- [Input data]
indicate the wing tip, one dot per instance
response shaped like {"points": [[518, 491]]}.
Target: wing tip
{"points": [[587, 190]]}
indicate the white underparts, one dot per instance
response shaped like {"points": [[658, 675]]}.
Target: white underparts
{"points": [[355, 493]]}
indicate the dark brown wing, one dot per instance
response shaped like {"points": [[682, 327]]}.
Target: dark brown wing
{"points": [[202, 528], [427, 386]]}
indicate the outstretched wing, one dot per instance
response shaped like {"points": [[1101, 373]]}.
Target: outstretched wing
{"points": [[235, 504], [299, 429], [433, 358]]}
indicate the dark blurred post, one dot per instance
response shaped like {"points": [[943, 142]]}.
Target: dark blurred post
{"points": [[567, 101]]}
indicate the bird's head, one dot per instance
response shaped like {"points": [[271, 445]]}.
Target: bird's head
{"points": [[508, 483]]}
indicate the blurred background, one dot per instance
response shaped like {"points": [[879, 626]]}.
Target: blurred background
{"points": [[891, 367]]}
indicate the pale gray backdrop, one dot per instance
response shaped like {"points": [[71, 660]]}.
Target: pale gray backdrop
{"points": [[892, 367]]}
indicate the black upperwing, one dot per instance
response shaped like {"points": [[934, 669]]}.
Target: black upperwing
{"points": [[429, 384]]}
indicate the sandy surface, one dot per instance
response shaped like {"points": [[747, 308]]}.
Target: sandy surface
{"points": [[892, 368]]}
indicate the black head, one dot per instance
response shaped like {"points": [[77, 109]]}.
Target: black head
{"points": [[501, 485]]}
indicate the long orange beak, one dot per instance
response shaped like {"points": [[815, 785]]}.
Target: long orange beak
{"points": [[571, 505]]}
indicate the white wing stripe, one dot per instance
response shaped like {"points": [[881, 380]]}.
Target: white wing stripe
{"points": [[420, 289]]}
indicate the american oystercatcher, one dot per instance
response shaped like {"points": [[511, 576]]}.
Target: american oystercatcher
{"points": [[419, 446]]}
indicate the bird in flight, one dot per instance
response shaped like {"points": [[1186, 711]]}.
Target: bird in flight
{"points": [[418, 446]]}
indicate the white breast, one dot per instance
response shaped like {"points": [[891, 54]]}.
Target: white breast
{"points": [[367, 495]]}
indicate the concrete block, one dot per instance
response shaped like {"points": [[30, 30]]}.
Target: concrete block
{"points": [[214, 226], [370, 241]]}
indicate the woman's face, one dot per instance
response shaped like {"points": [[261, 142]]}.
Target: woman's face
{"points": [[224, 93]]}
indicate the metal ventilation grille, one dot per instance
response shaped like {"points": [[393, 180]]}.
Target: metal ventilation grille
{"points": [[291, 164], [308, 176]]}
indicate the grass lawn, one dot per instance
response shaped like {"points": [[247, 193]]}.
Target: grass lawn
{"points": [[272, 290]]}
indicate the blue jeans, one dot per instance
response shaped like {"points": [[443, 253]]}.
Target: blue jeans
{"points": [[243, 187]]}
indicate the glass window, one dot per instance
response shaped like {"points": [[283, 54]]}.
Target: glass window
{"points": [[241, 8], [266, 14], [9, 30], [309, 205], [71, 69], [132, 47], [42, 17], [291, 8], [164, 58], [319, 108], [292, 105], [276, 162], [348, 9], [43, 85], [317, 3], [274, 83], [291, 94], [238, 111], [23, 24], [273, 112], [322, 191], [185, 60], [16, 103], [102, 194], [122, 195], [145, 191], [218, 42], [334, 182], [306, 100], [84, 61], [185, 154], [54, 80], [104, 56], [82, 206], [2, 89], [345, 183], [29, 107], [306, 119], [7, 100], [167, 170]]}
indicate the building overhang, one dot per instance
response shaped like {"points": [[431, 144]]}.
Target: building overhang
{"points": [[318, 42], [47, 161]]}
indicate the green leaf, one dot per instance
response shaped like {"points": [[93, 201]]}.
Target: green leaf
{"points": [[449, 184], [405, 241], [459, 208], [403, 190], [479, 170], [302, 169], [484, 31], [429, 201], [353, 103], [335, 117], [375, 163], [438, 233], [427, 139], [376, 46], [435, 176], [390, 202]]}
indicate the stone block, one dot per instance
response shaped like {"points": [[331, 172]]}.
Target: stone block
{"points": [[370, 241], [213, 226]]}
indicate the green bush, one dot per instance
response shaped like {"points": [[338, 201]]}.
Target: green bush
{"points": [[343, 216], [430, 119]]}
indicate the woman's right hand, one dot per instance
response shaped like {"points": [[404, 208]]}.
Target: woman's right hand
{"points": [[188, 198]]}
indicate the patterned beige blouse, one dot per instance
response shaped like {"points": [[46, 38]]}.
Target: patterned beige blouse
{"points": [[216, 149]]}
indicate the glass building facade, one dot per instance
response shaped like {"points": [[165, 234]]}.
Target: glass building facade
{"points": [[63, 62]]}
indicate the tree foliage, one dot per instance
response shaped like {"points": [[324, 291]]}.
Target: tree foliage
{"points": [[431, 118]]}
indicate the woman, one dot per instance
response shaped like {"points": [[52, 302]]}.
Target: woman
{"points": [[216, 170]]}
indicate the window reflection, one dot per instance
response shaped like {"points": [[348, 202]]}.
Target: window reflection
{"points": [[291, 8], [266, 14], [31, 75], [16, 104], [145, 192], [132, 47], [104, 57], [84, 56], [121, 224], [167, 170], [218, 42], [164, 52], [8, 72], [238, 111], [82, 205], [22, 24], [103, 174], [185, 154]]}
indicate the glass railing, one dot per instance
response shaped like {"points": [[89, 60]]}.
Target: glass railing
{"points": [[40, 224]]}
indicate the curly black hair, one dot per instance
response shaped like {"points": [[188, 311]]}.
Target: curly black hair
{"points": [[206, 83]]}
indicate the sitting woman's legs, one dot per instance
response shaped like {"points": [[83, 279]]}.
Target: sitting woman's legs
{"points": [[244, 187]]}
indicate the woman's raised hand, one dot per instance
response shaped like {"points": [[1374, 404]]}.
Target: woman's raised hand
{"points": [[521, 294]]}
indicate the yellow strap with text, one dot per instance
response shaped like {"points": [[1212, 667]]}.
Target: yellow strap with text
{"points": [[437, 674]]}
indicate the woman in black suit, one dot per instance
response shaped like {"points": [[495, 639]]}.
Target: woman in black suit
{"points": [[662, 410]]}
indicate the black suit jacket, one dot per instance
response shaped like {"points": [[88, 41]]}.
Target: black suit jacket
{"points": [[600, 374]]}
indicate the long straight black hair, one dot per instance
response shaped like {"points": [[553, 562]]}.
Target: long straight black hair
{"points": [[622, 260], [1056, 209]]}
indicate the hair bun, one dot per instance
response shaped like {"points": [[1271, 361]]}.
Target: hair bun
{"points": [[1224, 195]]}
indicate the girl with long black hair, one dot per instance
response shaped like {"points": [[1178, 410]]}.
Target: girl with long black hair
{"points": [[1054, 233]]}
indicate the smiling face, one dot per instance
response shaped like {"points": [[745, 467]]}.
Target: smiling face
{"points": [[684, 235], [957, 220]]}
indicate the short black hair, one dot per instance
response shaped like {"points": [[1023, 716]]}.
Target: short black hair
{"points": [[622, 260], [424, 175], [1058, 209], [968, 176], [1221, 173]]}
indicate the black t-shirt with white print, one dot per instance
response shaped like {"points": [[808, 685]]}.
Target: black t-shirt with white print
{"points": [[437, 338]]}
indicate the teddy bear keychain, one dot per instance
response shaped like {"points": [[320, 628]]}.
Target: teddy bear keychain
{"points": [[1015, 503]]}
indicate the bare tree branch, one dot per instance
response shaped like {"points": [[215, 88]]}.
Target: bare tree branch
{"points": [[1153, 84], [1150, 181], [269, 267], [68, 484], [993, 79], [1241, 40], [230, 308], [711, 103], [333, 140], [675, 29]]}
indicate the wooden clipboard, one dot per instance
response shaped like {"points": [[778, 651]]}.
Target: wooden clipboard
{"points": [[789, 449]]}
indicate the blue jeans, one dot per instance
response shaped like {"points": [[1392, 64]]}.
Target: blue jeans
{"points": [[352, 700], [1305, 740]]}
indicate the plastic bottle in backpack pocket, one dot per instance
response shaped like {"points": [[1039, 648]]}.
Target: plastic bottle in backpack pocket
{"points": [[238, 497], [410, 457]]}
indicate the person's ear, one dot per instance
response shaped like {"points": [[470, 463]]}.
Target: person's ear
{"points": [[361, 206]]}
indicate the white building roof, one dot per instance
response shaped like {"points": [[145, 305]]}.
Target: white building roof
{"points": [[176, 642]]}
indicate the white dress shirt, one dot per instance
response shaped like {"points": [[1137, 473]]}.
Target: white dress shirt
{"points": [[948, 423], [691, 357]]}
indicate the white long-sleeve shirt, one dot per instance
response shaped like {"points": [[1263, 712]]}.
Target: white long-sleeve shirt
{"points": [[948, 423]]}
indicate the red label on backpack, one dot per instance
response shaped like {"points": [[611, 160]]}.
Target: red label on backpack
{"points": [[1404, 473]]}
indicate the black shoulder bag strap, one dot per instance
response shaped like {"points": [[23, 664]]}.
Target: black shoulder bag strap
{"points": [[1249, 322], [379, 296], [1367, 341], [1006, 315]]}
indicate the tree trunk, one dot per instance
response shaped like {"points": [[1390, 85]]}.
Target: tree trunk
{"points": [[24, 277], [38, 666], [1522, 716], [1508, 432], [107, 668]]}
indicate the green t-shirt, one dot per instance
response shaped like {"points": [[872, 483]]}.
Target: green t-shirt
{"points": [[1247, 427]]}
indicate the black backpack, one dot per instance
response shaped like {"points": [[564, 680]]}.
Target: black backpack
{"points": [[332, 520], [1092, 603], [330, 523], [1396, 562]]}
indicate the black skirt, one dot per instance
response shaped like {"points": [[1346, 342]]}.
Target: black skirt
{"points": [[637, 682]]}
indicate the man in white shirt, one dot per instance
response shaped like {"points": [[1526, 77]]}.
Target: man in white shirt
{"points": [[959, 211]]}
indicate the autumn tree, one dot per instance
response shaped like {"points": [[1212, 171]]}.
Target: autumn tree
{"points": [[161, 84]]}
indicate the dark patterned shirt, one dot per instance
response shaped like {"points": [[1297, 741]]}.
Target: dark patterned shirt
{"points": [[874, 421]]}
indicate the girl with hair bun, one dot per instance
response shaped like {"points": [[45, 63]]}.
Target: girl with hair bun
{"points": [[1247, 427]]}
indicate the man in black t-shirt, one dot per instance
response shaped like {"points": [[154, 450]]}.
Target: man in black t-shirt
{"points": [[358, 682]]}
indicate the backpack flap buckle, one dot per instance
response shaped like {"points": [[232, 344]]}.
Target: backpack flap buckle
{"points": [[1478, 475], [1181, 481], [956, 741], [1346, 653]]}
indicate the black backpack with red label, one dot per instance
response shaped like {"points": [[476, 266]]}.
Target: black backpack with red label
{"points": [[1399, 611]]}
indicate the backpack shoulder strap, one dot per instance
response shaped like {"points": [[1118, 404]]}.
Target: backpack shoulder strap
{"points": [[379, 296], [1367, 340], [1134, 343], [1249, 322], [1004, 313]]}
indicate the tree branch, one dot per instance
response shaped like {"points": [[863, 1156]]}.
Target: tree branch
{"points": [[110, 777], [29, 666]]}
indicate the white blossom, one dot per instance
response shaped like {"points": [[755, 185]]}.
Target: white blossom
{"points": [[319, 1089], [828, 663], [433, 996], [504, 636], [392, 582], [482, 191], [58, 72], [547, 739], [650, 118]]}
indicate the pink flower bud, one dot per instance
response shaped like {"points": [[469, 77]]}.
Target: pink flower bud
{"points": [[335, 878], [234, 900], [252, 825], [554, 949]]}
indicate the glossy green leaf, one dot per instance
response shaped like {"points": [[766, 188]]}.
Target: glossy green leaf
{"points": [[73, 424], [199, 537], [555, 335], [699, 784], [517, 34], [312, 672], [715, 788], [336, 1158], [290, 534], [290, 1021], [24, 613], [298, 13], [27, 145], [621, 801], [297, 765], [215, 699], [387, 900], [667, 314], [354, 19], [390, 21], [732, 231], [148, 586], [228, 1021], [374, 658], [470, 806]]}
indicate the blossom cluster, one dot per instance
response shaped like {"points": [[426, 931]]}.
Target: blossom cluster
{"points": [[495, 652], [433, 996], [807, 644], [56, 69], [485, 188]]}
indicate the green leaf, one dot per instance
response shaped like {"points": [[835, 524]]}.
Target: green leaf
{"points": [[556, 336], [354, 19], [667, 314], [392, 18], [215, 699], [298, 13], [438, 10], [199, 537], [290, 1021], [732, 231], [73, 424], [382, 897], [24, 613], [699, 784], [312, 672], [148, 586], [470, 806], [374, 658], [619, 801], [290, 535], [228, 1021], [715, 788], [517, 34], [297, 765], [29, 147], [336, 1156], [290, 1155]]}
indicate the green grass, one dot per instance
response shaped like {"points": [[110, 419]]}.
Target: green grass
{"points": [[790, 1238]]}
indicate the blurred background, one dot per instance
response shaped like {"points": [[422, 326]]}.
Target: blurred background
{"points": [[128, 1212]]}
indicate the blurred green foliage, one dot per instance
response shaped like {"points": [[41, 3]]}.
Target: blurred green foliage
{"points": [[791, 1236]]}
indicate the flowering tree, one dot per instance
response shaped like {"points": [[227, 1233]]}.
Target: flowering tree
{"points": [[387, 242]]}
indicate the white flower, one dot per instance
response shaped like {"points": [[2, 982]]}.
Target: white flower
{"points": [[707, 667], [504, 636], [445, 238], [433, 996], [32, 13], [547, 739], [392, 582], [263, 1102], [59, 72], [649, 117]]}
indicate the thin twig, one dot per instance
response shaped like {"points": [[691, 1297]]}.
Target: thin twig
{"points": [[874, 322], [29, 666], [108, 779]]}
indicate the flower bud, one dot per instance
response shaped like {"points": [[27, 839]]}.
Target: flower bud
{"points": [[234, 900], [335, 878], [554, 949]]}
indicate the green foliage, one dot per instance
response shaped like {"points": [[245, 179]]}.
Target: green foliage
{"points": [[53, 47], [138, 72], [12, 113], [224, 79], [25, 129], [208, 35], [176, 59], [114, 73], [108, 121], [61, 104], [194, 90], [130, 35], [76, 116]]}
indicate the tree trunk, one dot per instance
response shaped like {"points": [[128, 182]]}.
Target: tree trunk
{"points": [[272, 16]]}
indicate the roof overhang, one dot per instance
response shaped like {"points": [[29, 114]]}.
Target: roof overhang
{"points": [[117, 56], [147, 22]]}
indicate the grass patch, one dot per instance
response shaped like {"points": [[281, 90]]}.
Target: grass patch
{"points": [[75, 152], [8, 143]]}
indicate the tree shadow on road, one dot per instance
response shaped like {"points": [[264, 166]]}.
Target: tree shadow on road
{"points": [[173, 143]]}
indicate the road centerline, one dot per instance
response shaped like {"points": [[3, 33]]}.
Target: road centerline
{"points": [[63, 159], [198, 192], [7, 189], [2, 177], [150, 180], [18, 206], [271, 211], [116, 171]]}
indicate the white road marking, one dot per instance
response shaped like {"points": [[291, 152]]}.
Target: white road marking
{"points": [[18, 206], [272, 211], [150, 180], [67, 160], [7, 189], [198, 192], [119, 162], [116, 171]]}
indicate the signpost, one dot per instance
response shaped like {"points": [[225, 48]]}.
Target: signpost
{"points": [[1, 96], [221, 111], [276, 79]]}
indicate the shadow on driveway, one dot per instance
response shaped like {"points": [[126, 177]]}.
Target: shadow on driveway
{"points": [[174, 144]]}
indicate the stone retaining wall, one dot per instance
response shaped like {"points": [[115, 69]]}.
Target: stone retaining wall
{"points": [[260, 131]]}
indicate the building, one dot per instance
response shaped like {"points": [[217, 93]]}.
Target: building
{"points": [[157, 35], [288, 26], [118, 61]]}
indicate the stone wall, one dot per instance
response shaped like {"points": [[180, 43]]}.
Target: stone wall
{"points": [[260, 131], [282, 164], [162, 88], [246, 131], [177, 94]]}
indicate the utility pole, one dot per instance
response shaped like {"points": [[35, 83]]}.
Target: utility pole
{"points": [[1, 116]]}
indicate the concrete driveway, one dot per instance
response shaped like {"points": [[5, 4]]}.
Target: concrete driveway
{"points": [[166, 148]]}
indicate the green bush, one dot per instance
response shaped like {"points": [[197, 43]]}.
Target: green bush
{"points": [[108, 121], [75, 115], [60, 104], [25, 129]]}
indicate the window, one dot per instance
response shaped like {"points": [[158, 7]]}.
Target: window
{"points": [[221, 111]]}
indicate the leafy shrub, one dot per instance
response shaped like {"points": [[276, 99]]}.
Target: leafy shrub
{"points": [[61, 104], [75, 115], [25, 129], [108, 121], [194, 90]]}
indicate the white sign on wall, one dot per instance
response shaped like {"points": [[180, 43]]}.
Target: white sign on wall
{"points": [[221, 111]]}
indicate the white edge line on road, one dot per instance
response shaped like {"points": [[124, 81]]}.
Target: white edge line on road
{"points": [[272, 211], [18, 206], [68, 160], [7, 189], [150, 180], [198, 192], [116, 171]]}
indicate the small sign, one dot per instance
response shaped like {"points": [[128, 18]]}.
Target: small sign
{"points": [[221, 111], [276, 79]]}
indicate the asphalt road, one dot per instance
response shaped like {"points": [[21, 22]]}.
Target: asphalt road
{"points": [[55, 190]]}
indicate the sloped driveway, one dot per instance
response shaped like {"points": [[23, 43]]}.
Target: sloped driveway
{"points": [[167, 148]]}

- [Set exercise]
In the listing above, find the line containing "indicate the concrete driveway, one" and please quote exactly that line through the last one, and no other lines.

- [Exercise solution]
indicate the concrete driveway, one dot per instance
response shaped like {"points": [[5, 4]]}.
Target: concrete driveway
{"points": [[166, 148]]}
indicate the green bush, one dot per instance
response shaped like {"points": [[197, 43]]}.
Target: green bush
{"points": [[108, 121], [75, 115], [60, 104], [25, 129]]}
indicate the window, one dot per instance
response shaped like {"points": [[158, 7]]}.
Target: window
{"points": [[221, 111]]}
indicate the leafy shrub, one dot per instance
response shaped like {"points": [[276, 99]]}.
Target: leafy shrub
{"points": [[61, 104], [75, 115], [25, 129], [108, 121], [194, 90]]}
indicate the white sign on wall, one dot per instance
response shaped like {"points": [[180, 43]]}.
Target: white sign on wall
{"points": [[221, 111]]}
indicate the white edge line on road, one dot per instance
response shaped like {"points": [[124, 81]]}.
Target: white edge line on road
{"points": [[272, 211], [18, 206], [68, 160], [7, 189], [150, 180], [198, 192], [116, 171]]}
indicate the small sign, one dot per instance
response shaped like {"points": [[128, 18]]}.
Target: small sign
{"points": [[221, 111], [276, 79]]}
indicate the asphalt road, one dot per instance
response shaped like {"points": [[21, 22]]}.
Target: asphalt road
{"points": [[55, 190]]}
indicate the sloped driveway, one dot per instance
response shaped like {"points": [[23, 43]]}.
Target: sloped driveway
{"points": [[167, 148]]}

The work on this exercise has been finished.